Tasks to complete
**1)** According to the announcement, which Python version were the backported features first released in?
**2)** Please reproduce everything in the announcement from "Python 2.7 is" down to "distribution.".

2010-04-10 Thread Benjamin Peterson
On behalf of the Python development team, I'm merry to announce the first beta
release of Python 2.7.

Python 2.7 is scheduled (by Guido and Python-dev) to be the last major version
in the 2.x series.  Though more major releases have not been absolutely ruled
out, it's likely that the 2.7 release will an extended period of maintenance for
the 2.x series.

2.7 includes many features that were first released in Python 3.1.  The faster
io module, the new nested with statement syntax, improved float repr, set
literals, dictionary views, and the memoryview object have been backported from
3.1. Other features include an ordered dictionary implementation, unittests
improvements, a new sysconfig module, and support for ttk Tile in Tkinter.  For
a more extensive list of changes in 2.7, see
http://doc.python.org/dev/whatsnew/2.7.html or Misc/NEWS in the Python
distribution.

(Object detection data)
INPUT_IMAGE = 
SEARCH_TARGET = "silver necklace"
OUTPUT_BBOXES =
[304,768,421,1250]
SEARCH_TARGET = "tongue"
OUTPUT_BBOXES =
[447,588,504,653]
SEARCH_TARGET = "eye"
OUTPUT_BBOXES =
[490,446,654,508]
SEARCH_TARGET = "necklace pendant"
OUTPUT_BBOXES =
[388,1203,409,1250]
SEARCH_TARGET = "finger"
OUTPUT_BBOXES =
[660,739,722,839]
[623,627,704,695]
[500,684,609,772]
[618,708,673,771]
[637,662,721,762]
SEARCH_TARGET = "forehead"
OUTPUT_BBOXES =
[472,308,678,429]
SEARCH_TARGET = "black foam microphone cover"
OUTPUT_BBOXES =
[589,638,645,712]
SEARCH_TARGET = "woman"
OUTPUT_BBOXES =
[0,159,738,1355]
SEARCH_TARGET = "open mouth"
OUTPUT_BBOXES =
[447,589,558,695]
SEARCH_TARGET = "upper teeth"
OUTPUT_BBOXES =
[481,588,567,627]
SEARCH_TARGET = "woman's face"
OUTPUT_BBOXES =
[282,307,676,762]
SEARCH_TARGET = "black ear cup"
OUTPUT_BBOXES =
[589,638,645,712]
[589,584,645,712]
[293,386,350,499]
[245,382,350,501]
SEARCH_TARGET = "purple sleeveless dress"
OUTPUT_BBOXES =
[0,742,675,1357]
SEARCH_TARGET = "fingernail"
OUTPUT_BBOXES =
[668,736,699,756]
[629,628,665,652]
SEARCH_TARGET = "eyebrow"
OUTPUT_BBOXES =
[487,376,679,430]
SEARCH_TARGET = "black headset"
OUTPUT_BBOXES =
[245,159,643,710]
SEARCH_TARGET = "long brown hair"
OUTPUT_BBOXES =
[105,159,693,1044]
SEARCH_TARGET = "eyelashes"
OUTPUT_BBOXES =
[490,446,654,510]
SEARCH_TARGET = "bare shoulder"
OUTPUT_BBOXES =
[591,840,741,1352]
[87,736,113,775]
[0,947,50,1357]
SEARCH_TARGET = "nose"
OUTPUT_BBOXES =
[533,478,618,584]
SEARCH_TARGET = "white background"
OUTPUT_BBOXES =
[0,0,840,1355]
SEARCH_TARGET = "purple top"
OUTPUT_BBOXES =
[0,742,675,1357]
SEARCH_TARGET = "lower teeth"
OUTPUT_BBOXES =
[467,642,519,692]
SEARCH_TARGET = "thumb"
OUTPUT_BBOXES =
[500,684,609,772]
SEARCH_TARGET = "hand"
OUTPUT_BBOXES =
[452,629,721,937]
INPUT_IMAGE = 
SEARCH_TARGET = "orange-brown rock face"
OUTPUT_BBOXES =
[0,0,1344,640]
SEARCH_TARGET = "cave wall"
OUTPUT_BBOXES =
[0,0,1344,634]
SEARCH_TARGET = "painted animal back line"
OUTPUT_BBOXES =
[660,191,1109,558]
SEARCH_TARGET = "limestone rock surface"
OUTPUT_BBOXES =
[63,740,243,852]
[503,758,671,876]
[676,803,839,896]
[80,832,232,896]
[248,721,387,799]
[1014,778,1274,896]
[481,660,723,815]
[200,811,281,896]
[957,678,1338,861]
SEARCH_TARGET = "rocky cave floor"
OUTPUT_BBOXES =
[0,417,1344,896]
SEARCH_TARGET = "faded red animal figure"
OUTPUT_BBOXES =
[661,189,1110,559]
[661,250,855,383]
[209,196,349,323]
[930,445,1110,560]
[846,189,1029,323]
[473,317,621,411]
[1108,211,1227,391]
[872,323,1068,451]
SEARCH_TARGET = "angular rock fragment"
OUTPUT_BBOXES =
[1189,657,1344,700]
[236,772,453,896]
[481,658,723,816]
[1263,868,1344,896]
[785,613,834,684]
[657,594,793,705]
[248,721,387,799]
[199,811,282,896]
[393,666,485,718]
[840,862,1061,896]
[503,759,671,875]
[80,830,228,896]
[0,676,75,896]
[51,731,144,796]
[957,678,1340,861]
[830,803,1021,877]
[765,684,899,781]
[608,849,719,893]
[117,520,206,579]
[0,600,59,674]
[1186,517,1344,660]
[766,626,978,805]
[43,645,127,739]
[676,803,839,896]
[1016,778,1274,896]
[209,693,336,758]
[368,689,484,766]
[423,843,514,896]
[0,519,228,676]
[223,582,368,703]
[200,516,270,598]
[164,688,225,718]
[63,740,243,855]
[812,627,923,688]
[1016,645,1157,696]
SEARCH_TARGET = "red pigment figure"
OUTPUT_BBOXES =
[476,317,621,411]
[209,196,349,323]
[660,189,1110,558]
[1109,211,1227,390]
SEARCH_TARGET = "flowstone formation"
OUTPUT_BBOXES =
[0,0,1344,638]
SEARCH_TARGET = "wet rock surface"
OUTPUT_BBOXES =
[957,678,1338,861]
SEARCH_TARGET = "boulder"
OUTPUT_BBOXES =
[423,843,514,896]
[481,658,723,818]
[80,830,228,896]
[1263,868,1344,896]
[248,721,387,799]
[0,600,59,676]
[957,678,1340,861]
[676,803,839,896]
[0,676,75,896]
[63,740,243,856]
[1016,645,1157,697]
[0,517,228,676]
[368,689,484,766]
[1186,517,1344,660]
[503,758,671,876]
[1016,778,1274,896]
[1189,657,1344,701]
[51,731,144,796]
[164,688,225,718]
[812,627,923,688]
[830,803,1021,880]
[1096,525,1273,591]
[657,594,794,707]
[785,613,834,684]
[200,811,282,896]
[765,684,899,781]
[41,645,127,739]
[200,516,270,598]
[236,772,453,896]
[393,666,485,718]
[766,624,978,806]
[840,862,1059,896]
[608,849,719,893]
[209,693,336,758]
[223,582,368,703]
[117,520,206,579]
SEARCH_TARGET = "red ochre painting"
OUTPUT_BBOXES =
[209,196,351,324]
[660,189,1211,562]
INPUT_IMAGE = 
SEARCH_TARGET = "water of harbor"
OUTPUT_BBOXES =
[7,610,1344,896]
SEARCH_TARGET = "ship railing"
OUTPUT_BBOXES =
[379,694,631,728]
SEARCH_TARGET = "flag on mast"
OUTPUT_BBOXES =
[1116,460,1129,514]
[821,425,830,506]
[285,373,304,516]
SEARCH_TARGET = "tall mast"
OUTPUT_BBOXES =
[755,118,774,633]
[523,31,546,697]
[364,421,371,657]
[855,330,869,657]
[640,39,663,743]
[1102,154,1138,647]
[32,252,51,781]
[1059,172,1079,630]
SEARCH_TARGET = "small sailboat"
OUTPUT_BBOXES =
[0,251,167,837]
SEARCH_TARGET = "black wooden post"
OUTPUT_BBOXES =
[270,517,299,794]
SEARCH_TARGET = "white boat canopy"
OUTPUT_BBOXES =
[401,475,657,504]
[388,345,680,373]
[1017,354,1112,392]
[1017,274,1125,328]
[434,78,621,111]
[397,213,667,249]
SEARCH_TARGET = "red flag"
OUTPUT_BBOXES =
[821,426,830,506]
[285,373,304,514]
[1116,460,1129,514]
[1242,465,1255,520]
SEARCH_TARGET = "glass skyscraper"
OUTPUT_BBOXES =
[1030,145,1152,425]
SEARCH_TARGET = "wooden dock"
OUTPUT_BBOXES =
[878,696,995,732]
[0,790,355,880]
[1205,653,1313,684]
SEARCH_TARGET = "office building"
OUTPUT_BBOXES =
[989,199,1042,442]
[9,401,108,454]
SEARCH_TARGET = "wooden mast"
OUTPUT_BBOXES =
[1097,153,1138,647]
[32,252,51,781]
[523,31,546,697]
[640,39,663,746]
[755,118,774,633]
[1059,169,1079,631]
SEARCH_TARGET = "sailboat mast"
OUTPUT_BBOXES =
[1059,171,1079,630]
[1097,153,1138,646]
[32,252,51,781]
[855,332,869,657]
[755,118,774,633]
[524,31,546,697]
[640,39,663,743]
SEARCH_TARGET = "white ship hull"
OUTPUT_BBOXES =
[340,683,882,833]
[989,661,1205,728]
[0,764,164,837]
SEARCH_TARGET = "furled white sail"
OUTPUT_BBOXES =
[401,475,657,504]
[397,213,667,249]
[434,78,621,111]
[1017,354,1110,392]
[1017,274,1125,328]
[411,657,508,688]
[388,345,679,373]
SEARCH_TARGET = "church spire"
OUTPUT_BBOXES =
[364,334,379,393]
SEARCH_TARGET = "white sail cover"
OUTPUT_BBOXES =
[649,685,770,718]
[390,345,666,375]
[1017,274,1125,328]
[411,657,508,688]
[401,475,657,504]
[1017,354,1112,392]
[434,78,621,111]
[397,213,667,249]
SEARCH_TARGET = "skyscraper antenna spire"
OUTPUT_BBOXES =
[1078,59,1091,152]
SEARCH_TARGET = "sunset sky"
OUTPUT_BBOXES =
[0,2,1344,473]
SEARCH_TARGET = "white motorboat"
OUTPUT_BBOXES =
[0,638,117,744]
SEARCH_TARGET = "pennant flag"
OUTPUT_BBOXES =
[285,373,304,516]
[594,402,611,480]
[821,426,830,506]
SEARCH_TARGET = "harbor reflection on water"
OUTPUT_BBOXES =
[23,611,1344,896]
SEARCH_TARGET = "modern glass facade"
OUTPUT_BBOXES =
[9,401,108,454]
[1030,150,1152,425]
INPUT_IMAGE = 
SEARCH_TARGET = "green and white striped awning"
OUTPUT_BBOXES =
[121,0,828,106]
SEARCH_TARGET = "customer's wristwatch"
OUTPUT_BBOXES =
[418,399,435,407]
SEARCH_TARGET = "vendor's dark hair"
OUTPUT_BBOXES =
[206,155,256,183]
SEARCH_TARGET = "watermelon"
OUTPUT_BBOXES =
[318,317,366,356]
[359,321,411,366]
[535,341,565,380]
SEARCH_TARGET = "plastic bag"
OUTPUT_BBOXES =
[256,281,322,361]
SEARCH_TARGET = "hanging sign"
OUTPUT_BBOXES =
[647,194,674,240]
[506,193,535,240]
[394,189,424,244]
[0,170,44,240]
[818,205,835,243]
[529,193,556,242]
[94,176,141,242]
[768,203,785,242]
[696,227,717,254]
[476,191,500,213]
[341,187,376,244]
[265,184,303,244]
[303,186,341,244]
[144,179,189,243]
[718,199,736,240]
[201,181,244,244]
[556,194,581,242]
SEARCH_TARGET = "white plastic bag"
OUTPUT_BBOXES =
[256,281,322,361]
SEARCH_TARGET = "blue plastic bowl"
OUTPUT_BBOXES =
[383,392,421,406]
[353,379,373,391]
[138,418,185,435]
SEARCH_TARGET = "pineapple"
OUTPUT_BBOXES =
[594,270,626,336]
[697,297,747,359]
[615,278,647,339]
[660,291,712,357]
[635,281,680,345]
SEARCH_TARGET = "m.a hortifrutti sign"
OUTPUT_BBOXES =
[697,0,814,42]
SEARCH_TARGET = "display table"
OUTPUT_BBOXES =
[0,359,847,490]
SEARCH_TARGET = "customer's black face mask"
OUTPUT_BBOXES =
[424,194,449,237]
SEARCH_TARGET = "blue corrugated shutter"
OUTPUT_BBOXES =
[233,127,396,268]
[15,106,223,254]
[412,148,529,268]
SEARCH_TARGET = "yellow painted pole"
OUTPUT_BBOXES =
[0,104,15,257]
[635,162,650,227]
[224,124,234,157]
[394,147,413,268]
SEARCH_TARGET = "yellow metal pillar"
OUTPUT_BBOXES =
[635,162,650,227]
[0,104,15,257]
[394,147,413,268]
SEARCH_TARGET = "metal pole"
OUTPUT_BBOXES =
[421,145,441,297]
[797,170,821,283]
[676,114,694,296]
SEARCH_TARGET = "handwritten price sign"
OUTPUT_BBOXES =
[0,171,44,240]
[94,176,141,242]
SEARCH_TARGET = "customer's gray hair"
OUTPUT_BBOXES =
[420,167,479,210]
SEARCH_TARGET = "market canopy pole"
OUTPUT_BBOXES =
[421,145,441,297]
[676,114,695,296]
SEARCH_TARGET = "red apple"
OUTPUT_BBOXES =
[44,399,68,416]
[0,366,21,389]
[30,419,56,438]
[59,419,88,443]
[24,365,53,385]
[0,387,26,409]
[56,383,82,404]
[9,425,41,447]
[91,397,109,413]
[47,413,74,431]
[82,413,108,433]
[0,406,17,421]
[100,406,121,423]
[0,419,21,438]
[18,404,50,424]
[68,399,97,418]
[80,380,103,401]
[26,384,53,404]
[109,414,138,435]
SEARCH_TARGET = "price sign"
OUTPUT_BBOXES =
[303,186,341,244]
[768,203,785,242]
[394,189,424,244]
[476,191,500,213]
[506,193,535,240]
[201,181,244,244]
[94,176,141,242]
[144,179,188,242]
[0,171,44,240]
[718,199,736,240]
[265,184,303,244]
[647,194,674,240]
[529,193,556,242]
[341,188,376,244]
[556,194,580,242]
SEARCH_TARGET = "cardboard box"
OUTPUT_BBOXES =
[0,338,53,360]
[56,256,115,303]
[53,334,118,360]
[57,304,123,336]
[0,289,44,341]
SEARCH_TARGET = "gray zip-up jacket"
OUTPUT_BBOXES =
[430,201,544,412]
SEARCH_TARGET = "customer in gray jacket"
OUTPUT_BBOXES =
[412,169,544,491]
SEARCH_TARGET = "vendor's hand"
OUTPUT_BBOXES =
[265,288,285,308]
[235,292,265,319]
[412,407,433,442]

Solution list
**1)** Python 3.1

**2)**
Python 2.7 is scheduled (by Guido and Python-dev) to be the last major version
in the 2.x series.  Though more major releases have not been absolutely ruled
out, it's likely that the 2.7 release will an extended period of maintenance for
the 2.x series.

2.7 includes many features that were first released in Python 3.1.  The faster
io module, the new nested with statement syntax, improved float repr, set
literals, dictionary views, and the memoryview object have been backported from
3.1. Other features include an ordered dictionary implementation, unittests
improvements, a new sysconfig module, and support for ttk Tile in Tkinter.  For
a more extensive list of changes in 2.7, see
http://doc.python.org/dev/whatsnew/2.7.html or Misc/NEWS in the Python
distribution.